_TASK TO CARRY OUT_
The required result is an exact copy of the material from the line with "Where can the street lamp be" through its final line, both ends included.
-- -- --
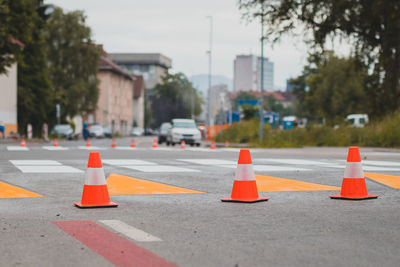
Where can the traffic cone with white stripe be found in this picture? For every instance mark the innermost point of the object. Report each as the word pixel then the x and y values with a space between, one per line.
pixel 155 143
pixel 95 191
pixel 133 143
pixel 23 144
pixel 353 185
pixel 212 145
pixel 244 186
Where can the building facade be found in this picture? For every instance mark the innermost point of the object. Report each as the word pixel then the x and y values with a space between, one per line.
pixel 152 66
pixel 116 88
pixel 8 99
pixel 220 102
pixel 247 73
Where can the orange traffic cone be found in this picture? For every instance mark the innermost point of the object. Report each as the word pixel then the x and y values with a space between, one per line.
pixel 212 145
pixel 133 143
pixel 155 143
pixel 353 185
pixel 244 186
pixel 95 192
pixel 23 144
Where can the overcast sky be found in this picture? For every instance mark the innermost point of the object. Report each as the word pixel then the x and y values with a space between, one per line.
pixel 179 29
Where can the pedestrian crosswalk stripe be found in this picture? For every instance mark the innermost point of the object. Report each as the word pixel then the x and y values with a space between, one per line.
pixel 210 161
pixel 43 166
pixel 48 169
pixel 381 163
pixel 11 191
pixel 293 161
pixel 35 162
pixel 389 180
pixel 158 168
pixel 17 148
pixel 55 148
pixel 120 162
pixel 124 185
pixel 92 148
pixel 130 231
pixel 270 184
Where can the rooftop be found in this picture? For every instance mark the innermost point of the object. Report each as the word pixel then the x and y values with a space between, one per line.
pixel 141 59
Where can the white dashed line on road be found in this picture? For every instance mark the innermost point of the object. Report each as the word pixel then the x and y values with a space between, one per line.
pixel 130 231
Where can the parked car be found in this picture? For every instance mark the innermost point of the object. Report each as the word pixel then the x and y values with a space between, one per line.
pixel 65 131
pixel 96 131
pixel 357 120
pixel 162 134
pixel 107 131
pixel 183 129
pixel 137 131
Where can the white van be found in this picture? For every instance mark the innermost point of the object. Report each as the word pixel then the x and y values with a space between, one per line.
pixel 357 120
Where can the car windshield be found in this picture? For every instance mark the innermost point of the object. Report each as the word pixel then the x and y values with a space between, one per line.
pixel 165 126
pixel 96 127
pixel 184 124
pixel 62 127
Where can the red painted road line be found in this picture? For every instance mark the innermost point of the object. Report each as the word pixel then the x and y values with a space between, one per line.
pixel 114 248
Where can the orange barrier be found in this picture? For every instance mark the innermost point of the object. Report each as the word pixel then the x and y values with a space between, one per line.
pixel 244 186
pixel 353 185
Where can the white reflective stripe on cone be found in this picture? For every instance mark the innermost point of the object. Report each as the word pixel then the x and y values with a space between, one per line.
pixel 95 176
pixel 244 172
pixel 353 170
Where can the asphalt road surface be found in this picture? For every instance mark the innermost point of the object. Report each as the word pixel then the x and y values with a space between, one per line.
pixel 170 211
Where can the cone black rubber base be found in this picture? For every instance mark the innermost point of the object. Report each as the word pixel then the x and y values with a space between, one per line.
pixel 110 205
pixel 260 199
pixel 354 198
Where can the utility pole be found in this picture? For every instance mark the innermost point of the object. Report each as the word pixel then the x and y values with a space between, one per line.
pixel 209 119
pixel 262 78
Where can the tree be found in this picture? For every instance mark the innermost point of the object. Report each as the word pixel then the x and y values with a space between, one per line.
pixel 372 26
pixel 73 63
pixel 175 97
pixel 331 88
pixel 21 23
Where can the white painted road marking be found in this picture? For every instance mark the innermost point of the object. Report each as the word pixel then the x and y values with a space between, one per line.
pixel 17 148
pixel 210 161
pixel 130 231
pixel 159 168
pixel 120 162
pixel 36 162
pixel 43 166
pixel 294 161
pixel 92 148
pixel 48 169
pixel 381 163
pixel 54 148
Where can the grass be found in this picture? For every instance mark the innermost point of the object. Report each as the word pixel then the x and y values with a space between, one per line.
pixel 383 133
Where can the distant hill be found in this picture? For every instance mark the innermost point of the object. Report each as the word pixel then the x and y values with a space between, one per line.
pixel 200 81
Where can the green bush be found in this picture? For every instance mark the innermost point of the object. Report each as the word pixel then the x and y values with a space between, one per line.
pixel 383 133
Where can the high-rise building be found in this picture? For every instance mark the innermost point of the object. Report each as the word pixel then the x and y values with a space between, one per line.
pixel 152 66
pixel 247 73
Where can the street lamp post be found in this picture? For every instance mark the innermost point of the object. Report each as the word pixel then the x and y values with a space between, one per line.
pixel 262 79
pixel 209 74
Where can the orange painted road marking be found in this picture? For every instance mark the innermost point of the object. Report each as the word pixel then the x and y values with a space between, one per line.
pixel 10 191
pixel 389 180
pixel 125 185
pixel 270 184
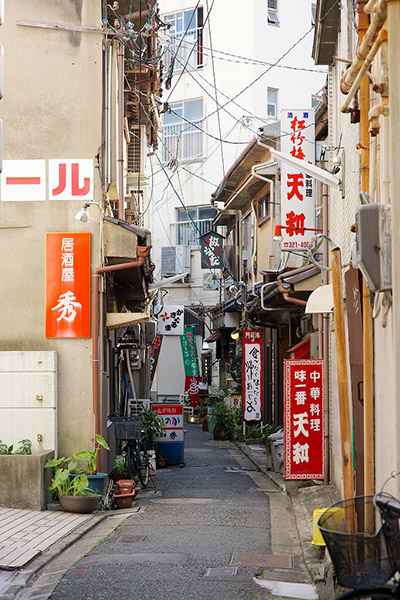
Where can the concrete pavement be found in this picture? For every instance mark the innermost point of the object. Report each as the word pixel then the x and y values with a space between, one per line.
pixel 248 554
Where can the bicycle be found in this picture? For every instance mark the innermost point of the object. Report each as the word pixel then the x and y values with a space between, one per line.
pixel 367 563
pixel 128 430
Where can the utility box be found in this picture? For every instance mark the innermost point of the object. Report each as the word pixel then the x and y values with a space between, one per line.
pixel 374 245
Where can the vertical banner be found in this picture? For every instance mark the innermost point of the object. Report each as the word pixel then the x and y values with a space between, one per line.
pixel 170 320
pixel 297 188
pixel 68 285
pixel 304 419
pixel 155 350
pixel 189 351
pixel 211 250
pixel 252 374
pixel 171 417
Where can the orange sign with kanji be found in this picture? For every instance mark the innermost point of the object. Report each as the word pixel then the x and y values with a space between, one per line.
pixel 68 285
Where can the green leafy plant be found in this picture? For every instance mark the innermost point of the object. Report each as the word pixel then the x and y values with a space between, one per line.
pixel 24 447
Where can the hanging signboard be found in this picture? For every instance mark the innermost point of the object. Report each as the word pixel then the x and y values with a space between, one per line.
pixel 68 285
pixel 189 351
pixel 210 282
pixel 304 419
pixel 171 417
pixel 211 250
pixel 193 385
pixel 297 188
pixel 155 350
pixel 252 374
pixel 170 320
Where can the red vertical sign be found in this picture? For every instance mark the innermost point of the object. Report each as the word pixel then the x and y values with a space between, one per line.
pixel 68 285
pixel 304 419
pixel 252 374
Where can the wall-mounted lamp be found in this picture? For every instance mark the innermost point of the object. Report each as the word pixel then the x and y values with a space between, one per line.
pixel 83 214
pixel 278 231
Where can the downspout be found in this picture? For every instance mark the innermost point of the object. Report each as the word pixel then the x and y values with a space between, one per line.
pixel 145 250
pixel 393 27
pixel 121 137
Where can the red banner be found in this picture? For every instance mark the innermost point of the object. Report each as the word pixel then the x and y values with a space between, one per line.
pixel 252 374
pixel 304 419
pixel 68 285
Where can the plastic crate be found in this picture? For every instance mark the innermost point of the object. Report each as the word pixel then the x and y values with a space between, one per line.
pixel 128 428
pixel 362 560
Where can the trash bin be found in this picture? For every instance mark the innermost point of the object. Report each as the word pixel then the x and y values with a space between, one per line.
pixel 276 444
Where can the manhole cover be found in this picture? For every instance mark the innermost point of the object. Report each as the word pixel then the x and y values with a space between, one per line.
pixel 221 572
pixel 275 561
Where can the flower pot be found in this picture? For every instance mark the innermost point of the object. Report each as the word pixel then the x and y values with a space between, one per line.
pixel 124 500
pixel 79 504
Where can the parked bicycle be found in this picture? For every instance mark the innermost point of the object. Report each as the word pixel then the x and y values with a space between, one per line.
pixel 366 562
pixel 129 433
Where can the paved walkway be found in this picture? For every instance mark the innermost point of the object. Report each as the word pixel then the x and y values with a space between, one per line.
pixel 24 534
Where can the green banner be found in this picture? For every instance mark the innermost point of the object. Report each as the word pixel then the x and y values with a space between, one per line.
pixel 189 351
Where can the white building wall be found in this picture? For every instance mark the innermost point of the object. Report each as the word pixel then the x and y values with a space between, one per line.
pixel 239 30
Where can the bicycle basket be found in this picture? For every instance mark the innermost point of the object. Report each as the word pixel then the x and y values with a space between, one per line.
pixel 128 428
pixel 361 559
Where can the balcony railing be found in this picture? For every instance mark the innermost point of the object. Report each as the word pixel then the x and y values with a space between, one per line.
pixel 188 234
pixel 182 141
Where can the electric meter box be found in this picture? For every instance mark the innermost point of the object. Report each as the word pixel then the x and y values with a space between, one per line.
pixel 374 245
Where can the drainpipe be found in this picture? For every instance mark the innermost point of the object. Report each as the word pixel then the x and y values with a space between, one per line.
pixel 393 27
pixel 143 252
pixel 368 36
pixel 120 128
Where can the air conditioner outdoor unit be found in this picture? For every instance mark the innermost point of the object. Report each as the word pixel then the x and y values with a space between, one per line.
pixel 136 154
pixel 174 260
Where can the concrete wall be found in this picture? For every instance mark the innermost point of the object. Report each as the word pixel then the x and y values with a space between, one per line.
pixel 52 108
pixel 24 481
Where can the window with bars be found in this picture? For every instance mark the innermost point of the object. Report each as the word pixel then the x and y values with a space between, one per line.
pixel 272 103
pixel 192 223
pixel 272 12
pixel 182 135
pixel 186 32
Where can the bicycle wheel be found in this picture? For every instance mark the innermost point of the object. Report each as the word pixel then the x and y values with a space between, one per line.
pixel 143 465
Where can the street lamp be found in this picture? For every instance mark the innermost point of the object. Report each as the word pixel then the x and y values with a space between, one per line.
pixel 278 231
pixel 83 214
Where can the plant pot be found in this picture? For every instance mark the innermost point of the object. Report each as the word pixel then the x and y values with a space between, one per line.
pixel 220 434
pixel 124 500
pixel 79 504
-- -- --
_TASK SOLUTION_
Where can the street lamp be found in this picture? For every instance mark the innermost point of the object. Report each as the word pixel then the x and y values with a space between, one per line.
pixel 278 231
pixel 83 214
Where can the plant pot be found in this picture? For every instance mark the innermost point of the object. Report each as the word pixel then the x and y values with a space between, one per line.
pixel 220 434
pixel 124 500
pixel 79 504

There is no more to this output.